**To do**
Answer these from the text on European ancestry and the predictive power of the PRS.
(a) What was the partial-R2 in HRS_eur?
(b) By how much does partial-R2 rise for each 10% increase in European ancestry?
(c) What partial-R2 was estimated for individuals with no European ancestry?

**Given text**
Predictive power increases linearly with proportion of European ancestry
We estimated the predictive power of the PRS in each dataset. Partial-R2 was 22.4% in UKB_eur, and 15.6% in HRS_eur (Table 1). Because the 9,998 UKB_eur individuals analyzed here were also in the discovery GWAS, we use the HRS_eur dataset throughout the paper as representative of European ancestry. In the admixed cohorts (WHI_afr, JHS_afr, HRS_afr, UKB_afr), partial-R2 was 3.1–4.1%, or between 3.8- to 5-fold lower than in HRS_eur, consistent with previous observations (Ware et al. 2017; Martin et al. 2019).
Stratifying individuals in each cohort by their average genome-wide ancestry, we find that partial-R2 increases linearly with European ancestry (by 1.3% for each 10% increase in European ancestry; Figure 1A). We estimated the partial-R2 in individuals with no European ancestry (i.e., the intercept of this regression) to be 1.5% (S.E.=0.3%). This result is robust to the set of SNPs used in the PRS, with intercepts ranging between -1% and 2.5%, depending on the pruning strategy (Figure S6). We observe the same pattern when using the LDpred infinitesimal model (Figure S7). Relevant for clinical interpretation, the odds-ratio for ‘tallness’ in the tails of the PRS distribution is also lower in the admixed populations than in the European ancestry population, although only 2.3-fold on average across populations between the highest and lowest 5% of the European ancestry spectrum (95th quantile of PRS distribution), compared to the 3.8- to 5-fold difference in partial-R2 (Figures S8, S9).

**Information supplied**
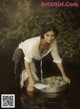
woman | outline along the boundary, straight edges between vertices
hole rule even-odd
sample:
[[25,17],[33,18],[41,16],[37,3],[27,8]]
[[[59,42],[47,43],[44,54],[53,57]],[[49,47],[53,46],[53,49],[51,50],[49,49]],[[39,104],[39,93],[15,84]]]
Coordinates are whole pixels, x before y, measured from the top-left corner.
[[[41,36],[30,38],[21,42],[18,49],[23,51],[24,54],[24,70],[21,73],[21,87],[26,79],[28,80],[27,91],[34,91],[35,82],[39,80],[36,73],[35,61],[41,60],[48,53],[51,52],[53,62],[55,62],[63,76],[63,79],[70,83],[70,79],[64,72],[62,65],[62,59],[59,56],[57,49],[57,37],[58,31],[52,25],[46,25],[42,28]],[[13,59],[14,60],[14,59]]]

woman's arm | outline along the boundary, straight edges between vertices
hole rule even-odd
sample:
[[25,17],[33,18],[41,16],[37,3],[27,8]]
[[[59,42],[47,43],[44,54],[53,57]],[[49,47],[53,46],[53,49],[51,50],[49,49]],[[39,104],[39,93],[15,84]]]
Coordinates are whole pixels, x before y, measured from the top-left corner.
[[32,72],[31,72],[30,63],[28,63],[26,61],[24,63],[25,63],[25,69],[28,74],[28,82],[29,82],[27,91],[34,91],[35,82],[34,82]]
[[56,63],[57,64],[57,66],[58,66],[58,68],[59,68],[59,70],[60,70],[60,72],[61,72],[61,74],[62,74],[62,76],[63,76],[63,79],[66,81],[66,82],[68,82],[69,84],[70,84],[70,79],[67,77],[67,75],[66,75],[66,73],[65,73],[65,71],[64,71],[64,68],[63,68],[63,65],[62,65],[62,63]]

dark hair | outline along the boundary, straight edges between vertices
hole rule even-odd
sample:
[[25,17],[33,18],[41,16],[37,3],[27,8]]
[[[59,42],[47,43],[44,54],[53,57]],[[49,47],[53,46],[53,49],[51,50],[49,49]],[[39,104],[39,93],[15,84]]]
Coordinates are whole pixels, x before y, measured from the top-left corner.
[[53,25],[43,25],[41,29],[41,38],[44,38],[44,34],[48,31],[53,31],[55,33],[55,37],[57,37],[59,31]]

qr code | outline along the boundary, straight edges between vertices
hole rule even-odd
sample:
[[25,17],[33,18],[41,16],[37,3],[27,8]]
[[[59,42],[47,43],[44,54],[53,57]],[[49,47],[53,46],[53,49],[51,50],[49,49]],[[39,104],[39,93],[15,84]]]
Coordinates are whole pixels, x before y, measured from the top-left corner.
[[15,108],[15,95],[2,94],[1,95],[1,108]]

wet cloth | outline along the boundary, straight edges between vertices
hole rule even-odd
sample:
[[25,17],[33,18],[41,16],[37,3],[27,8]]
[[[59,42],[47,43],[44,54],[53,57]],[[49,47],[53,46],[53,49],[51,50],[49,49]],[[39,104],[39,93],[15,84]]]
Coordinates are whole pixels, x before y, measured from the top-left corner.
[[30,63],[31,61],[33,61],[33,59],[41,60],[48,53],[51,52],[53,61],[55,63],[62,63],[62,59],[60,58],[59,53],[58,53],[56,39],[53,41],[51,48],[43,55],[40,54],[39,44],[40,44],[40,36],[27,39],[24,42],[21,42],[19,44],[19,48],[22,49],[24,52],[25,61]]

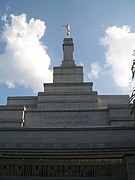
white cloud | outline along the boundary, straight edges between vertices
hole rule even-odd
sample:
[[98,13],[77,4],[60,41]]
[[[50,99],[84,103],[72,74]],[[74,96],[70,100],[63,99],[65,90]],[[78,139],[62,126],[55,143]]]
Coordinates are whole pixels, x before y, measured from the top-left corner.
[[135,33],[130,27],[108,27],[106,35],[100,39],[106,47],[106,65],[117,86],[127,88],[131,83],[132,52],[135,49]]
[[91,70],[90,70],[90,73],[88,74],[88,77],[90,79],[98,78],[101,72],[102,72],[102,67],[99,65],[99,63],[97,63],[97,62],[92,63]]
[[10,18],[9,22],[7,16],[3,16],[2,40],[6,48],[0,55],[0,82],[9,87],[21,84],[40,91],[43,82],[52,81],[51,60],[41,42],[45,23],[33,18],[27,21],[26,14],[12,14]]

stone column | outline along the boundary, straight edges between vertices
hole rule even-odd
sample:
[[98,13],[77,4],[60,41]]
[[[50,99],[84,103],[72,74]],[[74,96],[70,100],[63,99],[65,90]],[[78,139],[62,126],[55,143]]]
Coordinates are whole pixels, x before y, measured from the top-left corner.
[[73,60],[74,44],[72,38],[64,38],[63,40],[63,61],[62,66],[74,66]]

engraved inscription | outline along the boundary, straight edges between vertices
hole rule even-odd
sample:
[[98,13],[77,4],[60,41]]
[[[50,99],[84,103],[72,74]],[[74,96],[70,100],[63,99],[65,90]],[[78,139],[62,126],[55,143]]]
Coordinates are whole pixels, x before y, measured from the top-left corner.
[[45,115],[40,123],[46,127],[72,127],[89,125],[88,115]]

* * *

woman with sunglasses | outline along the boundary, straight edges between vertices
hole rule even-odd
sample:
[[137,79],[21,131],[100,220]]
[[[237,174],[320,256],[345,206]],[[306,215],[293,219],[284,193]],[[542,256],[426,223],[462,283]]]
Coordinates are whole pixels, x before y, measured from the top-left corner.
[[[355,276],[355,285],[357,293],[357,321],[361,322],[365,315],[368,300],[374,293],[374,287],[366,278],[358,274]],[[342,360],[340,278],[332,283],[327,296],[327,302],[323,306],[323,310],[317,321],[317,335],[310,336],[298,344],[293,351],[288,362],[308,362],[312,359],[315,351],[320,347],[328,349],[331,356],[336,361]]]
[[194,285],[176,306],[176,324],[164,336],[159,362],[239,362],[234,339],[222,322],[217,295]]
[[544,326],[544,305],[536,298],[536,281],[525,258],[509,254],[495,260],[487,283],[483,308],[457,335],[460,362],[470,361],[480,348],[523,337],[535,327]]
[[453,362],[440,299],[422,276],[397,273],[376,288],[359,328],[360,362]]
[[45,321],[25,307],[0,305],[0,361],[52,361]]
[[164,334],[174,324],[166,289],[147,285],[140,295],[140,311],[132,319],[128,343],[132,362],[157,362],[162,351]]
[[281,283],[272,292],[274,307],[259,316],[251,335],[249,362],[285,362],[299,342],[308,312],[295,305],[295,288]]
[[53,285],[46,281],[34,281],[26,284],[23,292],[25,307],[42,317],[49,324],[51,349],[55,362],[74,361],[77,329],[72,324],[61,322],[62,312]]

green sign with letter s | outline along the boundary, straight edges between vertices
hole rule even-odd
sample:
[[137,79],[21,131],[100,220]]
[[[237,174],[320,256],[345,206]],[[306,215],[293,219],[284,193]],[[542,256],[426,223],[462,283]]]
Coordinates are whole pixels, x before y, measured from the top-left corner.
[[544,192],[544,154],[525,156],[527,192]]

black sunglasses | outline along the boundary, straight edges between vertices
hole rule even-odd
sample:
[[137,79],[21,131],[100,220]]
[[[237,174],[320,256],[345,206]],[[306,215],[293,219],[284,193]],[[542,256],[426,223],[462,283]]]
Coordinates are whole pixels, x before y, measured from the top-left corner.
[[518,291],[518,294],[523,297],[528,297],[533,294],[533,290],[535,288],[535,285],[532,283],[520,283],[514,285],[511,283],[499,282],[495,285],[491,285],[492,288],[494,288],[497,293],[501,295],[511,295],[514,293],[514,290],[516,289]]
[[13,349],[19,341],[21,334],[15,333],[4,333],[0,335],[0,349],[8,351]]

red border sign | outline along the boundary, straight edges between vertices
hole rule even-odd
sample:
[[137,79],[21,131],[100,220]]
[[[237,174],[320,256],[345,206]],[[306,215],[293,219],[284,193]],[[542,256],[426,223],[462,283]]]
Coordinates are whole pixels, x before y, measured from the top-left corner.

---

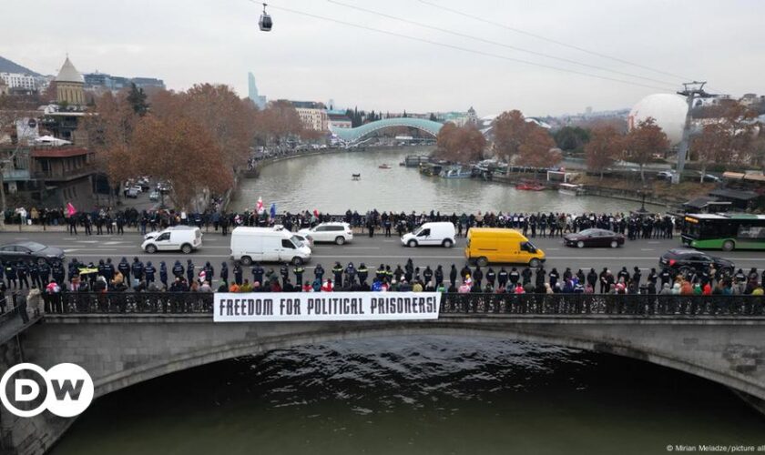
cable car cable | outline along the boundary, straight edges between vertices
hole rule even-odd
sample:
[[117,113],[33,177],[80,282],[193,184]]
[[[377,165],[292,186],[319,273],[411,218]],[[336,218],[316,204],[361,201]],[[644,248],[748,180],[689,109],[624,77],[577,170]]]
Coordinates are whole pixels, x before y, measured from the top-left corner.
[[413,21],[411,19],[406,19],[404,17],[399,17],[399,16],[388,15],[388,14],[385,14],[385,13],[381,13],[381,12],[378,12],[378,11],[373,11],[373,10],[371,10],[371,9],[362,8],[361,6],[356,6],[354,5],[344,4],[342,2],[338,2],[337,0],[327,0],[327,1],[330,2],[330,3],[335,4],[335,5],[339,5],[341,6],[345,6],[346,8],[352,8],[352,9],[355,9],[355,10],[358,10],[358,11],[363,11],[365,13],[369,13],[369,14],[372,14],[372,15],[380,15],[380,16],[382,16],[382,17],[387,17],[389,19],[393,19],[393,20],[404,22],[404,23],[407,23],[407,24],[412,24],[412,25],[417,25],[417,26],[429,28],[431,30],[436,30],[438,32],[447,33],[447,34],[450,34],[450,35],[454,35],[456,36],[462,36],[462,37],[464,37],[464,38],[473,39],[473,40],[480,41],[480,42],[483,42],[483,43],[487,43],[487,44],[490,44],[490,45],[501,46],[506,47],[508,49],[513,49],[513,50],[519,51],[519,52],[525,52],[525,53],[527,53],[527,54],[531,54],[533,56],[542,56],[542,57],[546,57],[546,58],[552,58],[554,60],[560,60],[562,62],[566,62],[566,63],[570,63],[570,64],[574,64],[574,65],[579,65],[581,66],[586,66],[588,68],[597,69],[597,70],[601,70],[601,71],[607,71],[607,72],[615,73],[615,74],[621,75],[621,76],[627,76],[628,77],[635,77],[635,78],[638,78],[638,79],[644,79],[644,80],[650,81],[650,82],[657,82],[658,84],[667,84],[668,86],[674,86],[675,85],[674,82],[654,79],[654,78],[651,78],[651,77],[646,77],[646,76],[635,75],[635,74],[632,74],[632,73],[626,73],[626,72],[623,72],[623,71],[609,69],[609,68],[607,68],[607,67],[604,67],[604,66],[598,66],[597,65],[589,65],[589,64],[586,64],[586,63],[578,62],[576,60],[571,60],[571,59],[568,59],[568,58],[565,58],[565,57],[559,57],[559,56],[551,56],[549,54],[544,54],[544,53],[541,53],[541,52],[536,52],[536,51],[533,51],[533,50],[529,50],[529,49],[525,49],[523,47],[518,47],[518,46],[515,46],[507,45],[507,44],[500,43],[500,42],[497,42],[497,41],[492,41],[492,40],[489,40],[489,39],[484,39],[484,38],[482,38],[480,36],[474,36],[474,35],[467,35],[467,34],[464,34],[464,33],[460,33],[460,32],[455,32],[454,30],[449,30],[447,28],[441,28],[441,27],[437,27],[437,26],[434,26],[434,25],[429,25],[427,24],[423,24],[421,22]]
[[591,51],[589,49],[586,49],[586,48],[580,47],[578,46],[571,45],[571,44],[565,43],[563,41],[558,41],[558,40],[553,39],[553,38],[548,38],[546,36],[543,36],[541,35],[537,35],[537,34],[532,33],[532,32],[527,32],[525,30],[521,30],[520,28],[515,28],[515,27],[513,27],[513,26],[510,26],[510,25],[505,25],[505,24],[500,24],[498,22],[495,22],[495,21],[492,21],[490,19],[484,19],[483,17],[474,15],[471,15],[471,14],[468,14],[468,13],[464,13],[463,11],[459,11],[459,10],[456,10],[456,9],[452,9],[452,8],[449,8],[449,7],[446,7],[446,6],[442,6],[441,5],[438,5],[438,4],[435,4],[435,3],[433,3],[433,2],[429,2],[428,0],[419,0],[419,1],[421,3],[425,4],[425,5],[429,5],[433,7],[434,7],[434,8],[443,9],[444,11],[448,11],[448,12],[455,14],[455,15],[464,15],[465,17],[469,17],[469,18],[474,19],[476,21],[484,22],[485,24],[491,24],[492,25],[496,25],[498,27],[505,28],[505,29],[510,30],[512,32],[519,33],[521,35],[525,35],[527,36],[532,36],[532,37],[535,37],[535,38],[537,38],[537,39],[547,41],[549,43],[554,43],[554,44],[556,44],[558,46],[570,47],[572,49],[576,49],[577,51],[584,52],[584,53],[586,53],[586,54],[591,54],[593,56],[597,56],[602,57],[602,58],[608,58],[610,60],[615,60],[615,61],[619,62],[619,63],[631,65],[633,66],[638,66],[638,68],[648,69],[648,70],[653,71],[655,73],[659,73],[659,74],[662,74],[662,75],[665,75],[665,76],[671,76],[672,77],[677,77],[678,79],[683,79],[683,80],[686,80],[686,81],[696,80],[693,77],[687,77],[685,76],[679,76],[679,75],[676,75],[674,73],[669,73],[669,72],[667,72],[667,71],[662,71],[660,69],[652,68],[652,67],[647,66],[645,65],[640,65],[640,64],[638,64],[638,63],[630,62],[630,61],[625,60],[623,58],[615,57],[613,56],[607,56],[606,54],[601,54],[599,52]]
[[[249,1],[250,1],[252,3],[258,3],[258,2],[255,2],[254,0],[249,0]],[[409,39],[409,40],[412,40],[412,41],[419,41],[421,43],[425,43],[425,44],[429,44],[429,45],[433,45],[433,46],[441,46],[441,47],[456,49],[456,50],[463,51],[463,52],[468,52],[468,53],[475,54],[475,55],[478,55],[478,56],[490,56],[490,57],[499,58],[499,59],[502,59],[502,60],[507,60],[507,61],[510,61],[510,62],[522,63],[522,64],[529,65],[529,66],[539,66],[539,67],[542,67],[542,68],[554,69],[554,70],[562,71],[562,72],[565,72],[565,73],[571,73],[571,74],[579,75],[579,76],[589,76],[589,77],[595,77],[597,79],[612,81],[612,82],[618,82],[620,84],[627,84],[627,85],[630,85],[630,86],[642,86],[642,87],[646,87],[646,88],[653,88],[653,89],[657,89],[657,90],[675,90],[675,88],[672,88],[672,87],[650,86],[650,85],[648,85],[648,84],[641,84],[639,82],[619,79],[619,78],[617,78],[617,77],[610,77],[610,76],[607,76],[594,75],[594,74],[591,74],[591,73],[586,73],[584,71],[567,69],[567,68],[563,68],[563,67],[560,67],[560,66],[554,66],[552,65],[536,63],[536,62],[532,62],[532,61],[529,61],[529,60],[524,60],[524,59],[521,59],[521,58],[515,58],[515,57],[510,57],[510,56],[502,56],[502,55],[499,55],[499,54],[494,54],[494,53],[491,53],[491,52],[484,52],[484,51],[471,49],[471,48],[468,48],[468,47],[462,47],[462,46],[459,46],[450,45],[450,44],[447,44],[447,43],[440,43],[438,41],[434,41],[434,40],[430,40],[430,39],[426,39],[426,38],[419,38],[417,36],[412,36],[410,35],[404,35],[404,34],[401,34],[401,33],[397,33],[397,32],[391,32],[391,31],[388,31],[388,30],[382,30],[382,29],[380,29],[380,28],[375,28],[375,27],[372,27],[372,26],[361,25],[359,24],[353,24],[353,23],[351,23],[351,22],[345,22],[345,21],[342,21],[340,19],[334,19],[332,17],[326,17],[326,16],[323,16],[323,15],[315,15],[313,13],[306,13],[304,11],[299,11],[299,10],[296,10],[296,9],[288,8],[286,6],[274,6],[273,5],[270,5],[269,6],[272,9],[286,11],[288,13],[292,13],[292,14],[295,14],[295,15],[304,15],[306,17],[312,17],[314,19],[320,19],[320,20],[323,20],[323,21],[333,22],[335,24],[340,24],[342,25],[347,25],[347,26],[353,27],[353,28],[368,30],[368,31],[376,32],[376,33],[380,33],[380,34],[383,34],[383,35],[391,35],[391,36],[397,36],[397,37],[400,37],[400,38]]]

**Response to this exercise**
(a) 15.6%
(b) 1.3%
(c) 1.5% (S.E.=0.3%)